Rewrite the material below, swapping every "Ground" for "Outline" and changing nothing else. Leave the pictures out of your answer.
══════════════════════════════
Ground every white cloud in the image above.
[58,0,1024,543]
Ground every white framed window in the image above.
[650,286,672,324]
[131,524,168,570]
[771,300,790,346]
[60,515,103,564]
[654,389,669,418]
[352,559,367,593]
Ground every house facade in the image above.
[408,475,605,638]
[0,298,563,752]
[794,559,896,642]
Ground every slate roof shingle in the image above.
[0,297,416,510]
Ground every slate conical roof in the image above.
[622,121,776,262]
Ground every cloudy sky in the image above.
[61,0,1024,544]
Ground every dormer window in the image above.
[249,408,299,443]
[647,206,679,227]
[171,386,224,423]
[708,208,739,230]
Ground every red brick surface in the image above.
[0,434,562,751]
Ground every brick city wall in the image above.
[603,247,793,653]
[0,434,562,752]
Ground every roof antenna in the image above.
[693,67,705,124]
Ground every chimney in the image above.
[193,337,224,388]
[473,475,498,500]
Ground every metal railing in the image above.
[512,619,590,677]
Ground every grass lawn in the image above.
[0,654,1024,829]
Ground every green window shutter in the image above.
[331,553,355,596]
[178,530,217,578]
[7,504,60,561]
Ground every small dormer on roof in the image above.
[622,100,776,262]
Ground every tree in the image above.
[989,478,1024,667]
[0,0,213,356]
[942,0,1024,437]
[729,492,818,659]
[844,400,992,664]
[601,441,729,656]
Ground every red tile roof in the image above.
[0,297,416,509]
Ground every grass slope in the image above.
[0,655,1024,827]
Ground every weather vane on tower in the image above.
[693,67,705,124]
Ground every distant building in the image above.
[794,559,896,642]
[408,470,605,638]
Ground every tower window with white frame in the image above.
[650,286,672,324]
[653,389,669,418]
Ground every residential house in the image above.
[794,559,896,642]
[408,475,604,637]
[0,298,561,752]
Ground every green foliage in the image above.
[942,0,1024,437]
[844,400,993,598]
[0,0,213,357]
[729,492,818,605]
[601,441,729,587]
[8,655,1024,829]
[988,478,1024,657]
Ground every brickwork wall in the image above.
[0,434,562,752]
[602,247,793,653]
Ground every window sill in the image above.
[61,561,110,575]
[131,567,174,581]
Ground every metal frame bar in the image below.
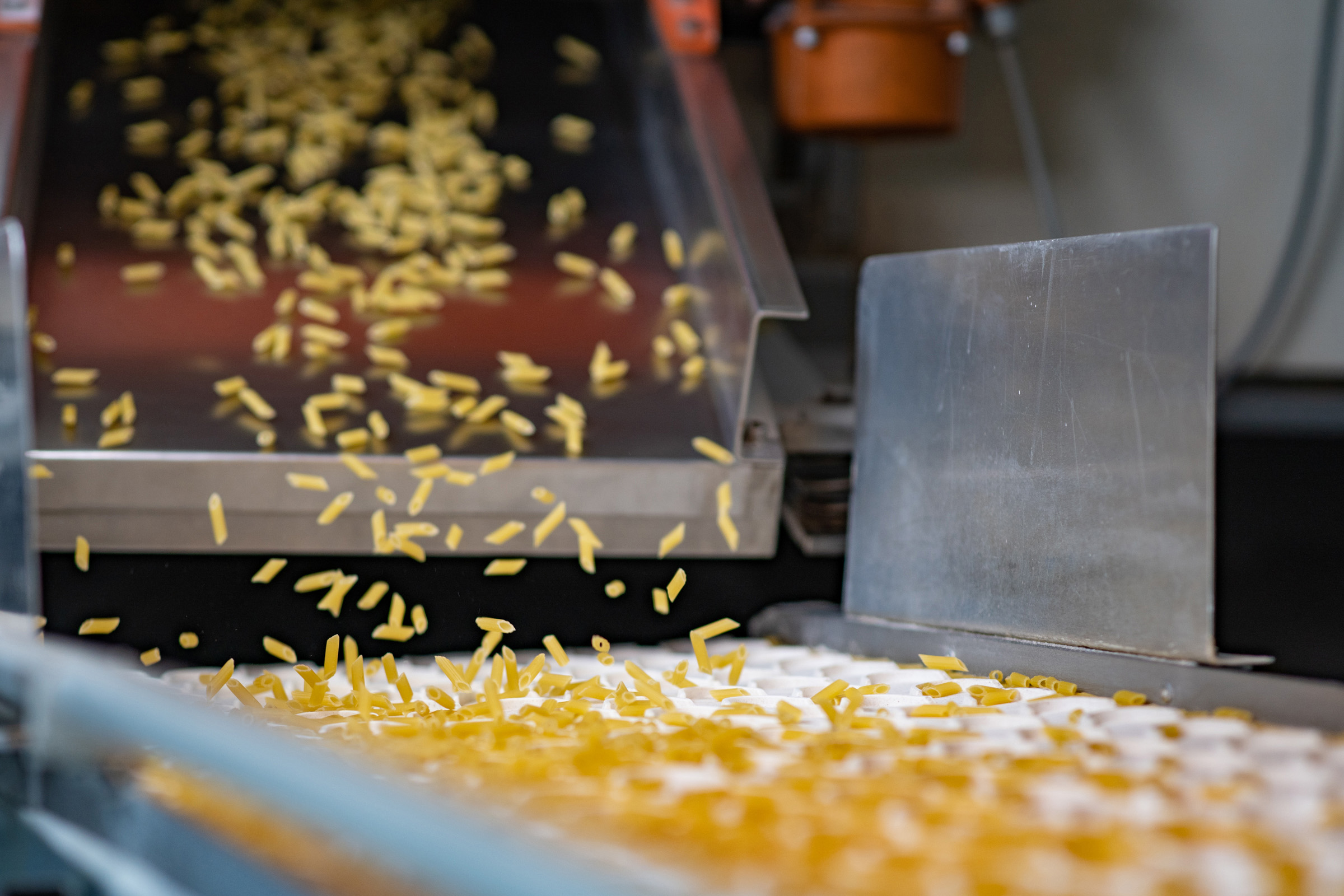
══════════════════════════════
*Answer to this task:*
Outline every white cloud in the image above.
[58,0,1024,543]
Outline every white framed window in the image above.
[650,286,672,324]
[131,524,168,570]
[771,300,790,346]
[60,515,103,564]
[654,389,669,418]
[352,559,367,593]
Outline every house facade in the image above.
[408,475,605,638]
[0,298,563,752]
[794,559,896,642]
Outline every slate roof shingle in the image above.
[0,297,416,510]
Outline every slate conical roof in the image above.
[622,121,776,262]
Outline every cloudy sky in the image above.
[61,0,1024,544]
Outline every dormer window in the image above.
[249,408,299,443]
[647,206,679,227]
[171,386,224,423]
[708,208,739,230]
Outline every red brick surface in the image above.
[0,434,562,751]
Outline every brick city wall in the image above.
[603,247,793,653]
[0,434,562,752]
Outline every roof antenna in the image above.
[693,67,705,124]
Outline every chimney in the image above.
[193,337,224,388]
[473,475,498,500]
Outline every metal railing in the image above.
[512,619,590,677]
Outline every grass lawn in the image above.
[0,654,1024,829]
Outline every green window shutter in the image above.
[331,553,355,596]
[178,530,217,578]
[7,504,60,561]
Outline every small dormer on roof in the image above.
[622,100,776,262]
Outline every tree in the image above.
[989,478,1024,667]
[0,0,213,356]
[942,0,1024,437]
[729,492,818,659]
[844,400,992,664]
[601,441,729,656]
Outline every red tile roof in the image above.
[0,297,416,509]
Outline every grass slope in the image above.
[0,655,1024,827]
Outline every weather vane on tower in the image above.
[693,67,705,124]
Outline every distant building in the image above.
[794,559,896,642]
[408,470,605,638]
Outline every tower window with white frame in the image above.
[650,286,672,324]
[653,389,669,418]
Outline every residential house in the image above.
[794,559,896,642]
[408,475,604,637]
[0,298,561,752]
Outline every green foliage in the image above.
[942,0,1024,437]
[844,400,993,598]
[0,0,213,357]
[729,492,818,605]
[601,441,729,587]
[8,655,1024,829]
[988,478,1024,657]
Outline every brickwork wall in the image above.
[0,434,562,752]
[602,247,793,653]
Outline every window sill in the image above.
[61,561,110,575]
[131,567,174,581]
Outline every metal frame bar in the image below.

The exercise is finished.